╭──

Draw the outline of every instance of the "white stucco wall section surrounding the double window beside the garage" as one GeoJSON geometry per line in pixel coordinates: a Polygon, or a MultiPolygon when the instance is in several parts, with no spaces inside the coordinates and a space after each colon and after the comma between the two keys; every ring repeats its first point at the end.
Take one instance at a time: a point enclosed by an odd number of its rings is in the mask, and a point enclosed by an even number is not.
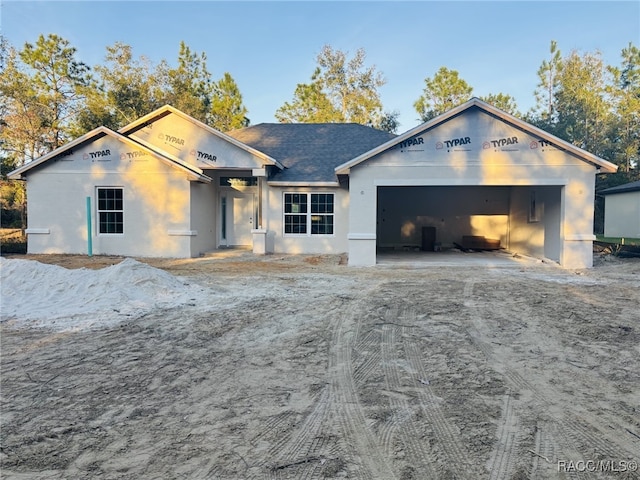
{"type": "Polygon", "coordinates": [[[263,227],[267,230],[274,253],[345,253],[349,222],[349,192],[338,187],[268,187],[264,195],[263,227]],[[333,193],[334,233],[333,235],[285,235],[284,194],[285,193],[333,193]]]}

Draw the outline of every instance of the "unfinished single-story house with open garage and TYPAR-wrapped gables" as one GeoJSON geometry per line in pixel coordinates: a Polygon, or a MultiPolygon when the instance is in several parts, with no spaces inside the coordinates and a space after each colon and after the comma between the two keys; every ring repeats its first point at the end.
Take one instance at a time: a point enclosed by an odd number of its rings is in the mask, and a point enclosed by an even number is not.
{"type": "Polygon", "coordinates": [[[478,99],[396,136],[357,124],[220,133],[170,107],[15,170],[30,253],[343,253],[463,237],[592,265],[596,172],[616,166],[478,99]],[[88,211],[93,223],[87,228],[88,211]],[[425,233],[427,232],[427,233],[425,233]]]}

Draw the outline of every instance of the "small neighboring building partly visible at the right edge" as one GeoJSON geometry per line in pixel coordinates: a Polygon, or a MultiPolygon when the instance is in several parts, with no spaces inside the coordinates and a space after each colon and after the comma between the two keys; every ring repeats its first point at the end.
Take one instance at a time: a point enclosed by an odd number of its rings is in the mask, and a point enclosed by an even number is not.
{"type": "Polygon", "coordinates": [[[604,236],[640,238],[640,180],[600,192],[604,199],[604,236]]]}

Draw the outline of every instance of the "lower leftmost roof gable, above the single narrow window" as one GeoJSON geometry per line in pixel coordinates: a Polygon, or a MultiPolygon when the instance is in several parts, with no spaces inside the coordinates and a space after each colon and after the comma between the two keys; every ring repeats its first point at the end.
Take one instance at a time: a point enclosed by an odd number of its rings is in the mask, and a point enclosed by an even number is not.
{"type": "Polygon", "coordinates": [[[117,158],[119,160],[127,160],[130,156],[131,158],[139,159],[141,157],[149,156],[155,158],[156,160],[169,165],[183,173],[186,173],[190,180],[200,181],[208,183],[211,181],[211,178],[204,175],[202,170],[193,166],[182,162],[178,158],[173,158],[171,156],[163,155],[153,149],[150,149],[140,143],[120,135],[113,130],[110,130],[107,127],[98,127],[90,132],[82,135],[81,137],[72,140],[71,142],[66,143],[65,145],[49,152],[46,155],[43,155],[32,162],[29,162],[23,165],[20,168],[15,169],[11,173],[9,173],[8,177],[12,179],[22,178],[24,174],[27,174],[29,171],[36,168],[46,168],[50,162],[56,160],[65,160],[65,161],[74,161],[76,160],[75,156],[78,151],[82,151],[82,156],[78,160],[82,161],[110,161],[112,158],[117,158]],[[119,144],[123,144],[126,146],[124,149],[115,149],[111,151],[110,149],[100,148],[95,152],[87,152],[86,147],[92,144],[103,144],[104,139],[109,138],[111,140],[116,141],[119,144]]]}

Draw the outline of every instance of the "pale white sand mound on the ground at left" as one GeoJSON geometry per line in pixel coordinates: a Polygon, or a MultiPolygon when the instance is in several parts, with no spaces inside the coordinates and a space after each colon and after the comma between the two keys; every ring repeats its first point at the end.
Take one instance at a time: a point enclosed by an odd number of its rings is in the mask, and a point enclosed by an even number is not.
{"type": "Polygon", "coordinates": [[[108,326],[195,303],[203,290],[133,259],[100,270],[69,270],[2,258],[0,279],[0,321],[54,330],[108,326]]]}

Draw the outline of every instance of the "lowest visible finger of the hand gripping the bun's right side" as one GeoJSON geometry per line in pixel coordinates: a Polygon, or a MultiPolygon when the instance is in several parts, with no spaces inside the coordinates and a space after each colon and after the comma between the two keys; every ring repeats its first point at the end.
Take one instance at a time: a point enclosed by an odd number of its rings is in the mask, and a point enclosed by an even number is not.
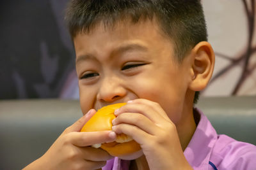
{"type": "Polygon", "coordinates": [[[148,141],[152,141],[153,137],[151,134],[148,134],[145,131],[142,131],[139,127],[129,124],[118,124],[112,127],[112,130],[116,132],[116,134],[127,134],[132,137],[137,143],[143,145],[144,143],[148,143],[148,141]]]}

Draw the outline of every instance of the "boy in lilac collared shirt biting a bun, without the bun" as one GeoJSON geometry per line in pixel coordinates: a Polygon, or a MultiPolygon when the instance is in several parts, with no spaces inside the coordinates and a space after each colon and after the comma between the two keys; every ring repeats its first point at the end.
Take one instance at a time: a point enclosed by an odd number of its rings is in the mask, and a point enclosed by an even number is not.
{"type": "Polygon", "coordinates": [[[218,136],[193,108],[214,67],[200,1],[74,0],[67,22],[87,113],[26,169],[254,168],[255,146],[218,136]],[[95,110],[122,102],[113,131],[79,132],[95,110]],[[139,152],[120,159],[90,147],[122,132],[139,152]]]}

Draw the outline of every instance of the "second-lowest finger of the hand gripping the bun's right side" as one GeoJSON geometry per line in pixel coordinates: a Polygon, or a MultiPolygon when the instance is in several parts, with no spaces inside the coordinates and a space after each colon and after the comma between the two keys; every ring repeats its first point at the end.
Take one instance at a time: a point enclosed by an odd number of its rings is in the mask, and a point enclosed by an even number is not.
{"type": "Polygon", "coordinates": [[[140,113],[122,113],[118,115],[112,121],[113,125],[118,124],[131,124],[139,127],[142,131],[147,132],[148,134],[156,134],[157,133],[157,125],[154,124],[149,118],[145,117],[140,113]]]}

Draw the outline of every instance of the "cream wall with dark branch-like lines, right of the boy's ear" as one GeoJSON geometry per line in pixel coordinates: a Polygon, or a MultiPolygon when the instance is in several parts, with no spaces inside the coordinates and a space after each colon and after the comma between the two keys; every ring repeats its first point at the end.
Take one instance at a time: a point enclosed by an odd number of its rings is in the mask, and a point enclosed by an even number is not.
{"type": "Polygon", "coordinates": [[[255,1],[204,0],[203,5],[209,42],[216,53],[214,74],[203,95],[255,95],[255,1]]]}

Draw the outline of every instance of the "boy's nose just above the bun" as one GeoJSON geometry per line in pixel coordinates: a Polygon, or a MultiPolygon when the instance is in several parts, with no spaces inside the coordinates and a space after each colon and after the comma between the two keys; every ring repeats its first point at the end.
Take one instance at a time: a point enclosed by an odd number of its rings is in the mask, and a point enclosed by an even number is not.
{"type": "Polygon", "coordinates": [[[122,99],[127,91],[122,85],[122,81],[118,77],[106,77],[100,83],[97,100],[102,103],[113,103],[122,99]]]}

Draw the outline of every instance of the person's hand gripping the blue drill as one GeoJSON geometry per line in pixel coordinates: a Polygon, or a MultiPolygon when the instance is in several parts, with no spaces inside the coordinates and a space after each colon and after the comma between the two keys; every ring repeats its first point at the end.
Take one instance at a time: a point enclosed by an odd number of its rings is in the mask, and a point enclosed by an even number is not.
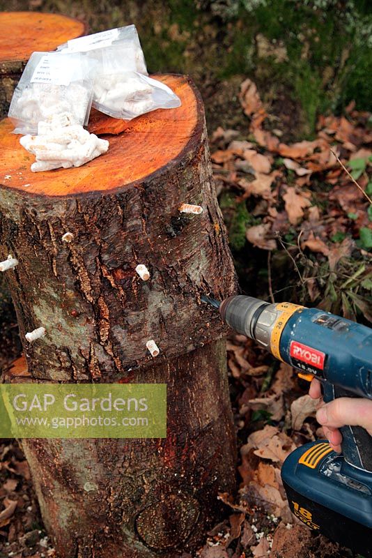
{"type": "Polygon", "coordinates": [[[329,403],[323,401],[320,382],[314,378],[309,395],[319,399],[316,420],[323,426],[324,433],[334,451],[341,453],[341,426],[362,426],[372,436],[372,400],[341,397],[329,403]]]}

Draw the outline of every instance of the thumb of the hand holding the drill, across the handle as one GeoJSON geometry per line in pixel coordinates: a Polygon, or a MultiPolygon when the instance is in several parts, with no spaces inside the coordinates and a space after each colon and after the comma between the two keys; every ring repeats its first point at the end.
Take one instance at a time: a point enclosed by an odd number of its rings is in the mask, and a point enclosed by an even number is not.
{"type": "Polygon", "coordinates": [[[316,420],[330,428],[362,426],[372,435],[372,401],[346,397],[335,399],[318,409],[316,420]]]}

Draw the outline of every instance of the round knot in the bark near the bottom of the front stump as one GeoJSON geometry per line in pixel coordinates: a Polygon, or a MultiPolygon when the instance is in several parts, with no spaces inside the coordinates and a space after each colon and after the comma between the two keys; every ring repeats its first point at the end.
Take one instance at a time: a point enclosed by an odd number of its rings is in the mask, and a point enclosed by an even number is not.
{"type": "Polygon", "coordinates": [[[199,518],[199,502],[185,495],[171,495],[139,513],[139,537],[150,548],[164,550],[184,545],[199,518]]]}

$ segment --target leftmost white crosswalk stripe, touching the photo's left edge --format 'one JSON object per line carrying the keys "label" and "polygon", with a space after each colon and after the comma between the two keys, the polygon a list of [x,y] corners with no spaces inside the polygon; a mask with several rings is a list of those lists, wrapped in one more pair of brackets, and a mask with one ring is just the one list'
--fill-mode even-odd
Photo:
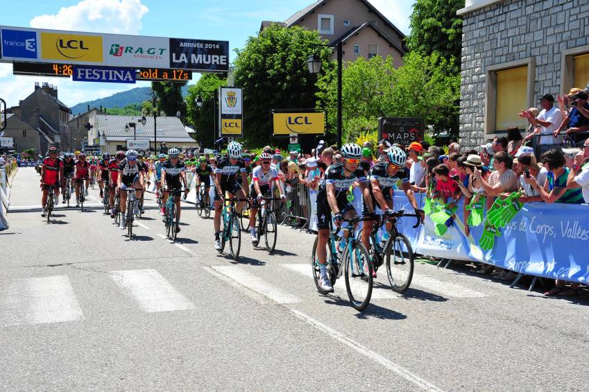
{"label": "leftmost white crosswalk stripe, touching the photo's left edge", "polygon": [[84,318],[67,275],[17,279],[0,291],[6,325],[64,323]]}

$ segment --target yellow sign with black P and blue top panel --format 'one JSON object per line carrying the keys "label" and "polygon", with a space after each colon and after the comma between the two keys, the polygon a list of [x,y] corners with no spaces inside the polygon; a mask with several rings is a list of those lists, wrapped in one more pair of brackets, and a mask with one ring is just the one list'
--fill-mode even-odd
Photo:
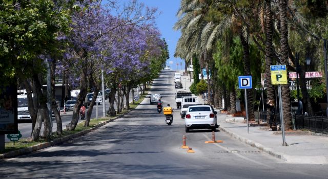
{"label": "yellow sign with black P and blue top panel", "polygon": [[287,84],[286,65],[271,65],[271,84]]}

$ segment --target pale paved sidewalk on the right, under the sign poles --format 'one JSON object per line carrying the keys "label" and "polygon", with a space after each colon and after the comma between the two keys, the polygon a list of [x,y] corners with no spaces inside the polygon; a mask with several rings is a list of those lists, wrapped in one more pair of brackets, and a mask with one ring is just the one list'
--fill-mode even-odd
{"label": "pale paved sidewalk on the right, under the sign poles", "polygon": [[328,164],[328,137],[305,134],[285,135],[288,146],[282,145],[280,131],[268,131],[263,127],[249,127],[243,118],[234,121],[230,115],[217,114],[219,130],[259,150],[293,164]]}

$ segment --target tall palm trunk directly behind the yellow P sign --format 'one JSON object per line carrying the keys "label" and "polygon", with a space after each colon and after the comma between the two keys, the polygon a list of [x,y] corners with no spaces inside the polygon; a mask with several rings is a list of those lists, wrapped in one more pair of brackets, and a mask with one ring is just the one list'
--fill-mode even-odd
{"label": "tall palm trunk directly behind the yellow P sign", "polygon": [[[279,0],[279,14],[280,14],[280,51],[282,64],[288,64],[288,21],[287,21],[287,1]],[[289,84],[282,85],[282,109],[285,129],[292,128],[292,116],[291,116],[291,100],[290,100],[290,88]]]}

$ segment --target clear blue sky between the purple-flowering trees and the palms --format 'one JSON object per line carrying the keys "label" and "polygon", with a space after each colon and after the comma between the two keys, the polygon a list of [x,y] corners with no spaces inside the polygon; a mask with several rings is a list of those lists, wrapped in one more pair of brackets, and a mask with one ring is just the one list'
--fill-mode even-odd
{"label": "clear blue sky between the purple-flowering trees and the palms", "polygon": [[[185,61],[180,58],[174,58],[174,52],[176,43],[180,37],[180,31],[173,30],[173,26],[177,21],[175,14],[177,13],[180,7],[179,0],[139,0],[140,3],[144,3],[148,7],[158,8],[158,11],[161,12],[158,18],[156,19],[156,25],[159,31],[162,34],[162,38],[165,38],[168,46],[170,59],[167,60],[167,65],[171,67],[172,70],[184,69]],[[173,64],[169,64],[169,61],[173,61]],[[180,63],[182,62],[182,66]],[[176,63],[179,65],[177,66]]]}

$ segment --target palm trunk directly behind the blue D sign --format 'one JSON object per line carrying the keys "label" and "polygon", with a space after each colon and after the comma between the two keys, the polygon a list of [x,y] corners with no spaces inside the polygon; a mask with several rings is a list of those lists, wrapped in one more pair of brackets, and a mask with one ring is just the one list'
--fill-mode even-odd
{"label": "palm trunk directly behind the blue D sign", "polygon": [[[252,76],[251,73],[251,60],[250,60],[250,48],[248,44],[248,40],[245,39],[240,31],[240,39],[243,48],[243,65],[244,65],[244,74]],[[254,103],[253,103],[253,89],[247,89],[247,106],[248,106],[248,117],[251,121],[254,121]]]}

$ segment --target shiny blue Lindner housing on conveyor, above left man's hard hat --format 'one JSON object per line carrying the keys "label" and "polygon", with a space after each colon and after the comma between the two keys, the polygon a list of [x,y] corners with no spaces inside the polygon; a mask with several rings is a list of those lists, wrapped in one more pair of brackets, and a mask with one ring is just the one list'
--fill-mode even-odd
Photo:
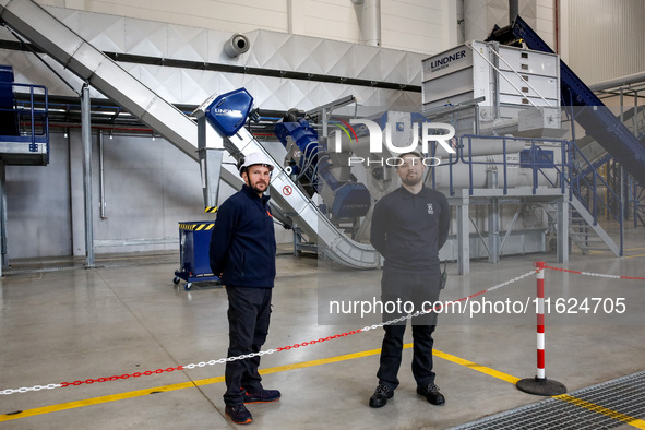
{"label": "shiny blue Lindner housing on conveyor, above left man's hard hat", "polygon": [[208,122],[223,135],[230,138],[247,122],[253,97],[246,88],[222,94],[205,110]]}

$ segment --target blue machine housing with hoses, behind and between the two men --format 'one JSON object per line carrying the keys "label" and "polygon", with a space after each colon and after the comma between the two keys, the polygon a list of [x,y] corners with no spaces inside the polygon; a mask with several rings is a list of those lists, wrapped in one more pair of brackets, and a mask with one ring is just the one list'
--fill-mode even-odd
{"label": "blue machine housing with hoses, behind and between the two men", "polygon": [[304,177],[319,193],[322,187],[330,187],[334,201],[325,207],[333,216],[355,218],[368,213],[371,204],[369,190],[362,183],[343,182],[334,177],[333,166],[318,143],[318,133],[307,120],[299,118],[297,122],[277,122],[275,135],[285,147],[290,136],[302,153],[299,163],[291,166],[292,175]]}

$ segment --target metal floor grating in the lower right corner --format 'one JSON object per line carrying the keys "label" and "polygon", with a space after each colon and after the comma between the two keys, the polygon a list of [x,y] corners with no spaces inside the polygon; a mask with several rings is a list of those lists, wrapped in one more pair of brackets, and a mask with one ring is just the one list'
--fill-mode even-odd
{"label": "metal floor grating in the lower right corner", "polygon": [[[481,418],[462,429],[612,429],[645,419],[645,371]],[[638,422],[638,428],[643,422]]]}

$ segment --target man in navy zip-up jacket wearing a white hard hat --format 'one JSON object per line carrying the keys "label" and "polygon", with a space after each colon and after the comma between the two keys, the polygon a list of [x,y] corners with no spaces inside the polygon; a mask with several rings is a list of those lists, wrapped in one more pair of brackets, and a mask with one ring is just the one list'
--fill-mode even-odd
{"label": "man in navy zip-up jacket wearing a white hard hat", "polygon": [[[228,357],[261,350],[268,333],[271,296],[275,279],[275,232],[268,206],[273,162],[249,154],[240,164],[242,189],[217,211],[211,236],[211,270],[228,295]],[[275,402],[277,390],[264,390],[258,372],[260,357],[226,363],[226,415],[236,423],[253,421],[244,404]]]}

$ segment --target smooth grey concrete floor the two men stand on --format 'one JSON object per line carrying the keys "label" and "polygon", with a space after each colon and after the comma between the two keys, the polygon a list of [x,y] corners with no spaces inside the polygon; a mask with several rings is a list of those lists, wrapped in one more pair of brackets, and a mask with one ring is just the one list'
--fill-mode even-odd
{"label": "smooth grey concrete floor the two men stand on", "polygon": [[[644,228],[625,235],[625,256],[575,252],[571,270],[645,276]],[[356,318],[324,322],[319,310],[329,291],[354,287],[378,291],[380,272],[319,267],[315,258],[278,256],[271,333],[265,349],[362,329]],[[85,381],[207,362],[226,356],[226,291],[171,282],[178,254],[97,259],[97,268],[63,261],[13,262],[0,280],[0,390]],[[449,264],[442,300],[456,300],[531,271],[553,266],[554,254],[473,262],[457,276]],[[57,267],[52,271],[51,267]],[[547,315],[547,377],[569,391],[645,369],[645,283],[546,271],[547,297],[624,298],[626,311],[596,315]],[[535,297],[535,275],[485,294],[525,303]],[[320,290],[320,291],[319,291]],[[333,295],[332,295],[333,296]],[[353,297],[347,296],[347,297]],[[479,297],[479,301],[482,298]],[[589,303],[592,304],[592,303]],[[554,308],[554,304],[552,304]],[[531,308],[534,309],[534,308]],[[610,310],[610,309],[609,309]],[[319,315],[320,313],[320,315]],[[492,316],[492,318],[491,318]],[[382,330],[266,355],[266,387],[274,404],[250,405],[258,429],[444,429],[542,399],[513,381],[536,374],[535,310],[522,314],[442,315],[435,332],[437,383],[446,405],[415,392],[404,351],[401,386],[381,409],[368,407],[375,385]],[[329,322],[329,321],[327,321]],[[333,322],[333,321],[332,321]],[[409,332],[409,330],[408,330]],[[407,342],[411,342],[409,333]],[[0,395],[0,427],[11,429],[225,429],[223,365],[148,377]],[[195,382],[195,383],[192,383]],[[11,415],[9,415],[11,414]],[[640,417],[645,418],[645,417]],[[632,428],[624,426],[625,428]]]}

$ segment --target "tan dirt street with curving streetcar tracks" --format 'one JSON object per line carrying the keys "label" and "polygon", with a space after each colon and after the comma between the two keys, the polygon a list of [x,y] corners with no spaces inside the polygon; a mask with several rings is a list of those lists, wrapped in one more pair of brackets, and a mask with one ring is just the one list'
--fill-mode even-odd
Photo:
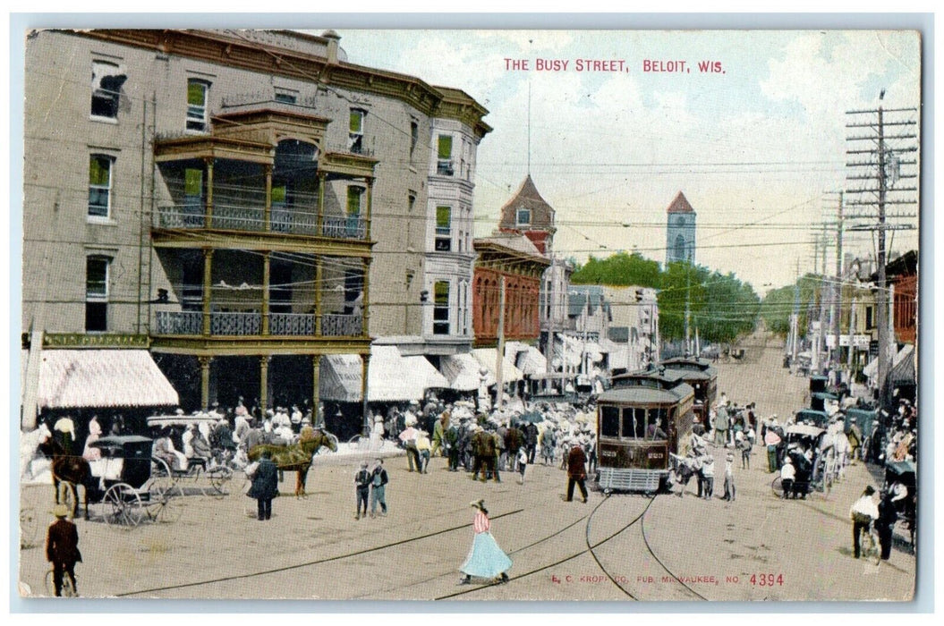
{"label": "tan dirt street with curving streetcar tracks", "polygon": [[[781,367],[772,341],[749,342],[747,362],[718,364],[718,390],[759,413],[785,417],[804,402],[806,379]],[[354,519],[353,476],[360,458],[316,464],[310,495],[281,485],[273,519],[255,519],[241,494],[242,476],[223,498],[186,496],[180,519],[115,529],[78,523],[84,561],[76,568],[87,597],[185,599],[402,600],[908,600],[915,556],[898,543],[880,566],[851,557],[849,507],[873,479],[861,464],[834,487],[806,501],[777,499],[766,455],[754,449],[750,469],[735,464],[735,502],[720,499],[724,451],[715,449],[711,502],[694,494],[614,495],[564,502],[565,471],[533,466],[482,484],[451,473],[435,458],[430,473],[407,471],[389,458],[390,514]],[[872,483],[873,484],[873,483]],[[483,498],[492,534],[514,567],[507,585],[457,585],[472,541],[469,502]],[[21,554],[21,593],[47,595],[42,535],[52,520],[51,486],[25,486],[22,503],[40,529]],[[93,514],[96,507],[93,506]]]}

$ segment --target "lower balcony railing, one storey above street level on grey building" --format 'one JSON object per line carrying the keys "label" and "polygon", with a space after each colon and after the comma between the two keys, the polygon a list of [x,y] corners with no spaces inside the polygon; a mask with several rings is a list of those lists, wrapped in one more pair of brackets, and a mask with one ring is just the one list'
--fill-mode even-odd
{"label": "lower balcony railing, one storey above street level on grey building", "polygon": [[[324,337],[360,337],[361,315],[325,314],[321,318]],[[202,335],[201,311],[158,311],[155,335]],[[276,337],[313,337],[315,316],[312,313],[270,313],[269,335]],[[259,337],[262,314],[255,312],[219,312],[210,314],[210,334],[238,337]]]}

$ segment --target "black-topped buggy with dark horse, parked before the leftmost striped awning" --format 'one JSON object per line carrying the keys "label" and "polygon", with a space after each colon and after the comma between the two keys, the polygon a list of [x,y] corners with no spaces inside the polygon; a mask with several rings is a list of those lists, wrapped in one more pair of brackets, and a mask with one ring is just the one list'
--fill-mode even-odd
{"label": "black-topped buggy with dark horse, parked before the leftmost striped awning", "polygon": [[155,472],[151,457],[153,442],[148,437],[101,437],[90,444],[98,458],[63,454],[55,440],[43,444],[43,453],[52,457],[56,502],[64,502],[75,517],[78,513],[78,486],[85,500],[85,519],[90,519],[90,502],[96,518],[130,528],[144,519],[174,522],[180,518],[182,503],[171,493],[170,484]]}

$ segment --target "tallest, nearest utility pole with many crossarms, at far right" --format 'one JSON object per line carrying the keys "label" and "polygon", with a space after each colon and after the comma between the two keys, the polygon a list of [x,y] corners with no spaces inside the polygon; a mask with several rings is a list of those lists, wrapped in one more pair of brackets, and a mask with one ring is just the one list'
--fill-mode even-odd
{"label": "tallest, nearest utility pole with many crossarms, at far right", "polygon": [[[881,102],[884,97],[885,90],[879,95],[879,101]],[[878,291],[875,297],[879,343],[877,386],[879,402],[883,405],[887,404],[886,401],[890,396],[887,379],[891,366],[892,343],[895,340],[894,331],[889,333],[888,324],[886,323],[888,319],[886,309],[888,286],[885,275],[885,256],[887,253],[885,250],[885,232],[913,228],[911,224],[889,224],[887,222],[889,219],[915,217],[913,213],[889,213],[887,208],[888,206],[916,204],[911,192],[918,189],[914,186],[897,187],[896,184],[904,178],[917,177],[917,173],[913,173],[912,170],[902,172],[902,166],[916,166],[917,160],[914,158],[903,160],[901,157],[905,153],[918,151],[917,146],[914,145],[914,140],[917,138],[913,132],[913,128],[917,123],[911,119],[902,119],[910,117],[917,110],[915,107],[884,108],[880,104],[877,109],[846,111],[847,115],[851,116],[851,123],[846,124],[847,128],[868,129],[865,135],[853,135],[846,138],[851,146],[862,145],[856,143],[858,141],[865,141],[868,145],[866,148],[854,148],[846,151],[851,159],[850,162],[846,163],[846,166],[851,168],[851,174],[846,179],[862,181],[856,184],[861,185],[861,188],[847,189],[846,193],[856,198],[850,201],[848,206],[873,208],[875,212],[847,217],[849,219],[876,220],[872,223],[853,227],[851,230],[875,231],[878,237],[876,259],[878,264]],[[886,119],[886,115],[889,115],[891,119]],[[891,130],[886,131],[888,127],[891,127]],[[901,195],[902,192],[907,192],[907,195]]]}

╰──

* Problem to solve: Your task is to show every line of the listing above containing "finger".

* Output for this exercise:
Draw the outline of every instance of the "lowest visible finger of the hand gripping the bun's right side" as one GeoJSON geometry per line in pixel coordinates: a Polygon, or a MultiPolygon when the instance is in several parts, with no spaces inside the coordinates and a space after each colon and after the comma between the two keys; every ring repeats its first point at the end.
Draw the outline of every instance of the "second-lowest finger of the hand gripping the bun's right side" as one GeoJSON geometry per line in pixel coordinates: a Polygon, or a MultiPolygon when the instance is in several parts, with no spaces inside the coordinates and a space after each colon and after the comma between the two keys; every ring repeats its first point at the end.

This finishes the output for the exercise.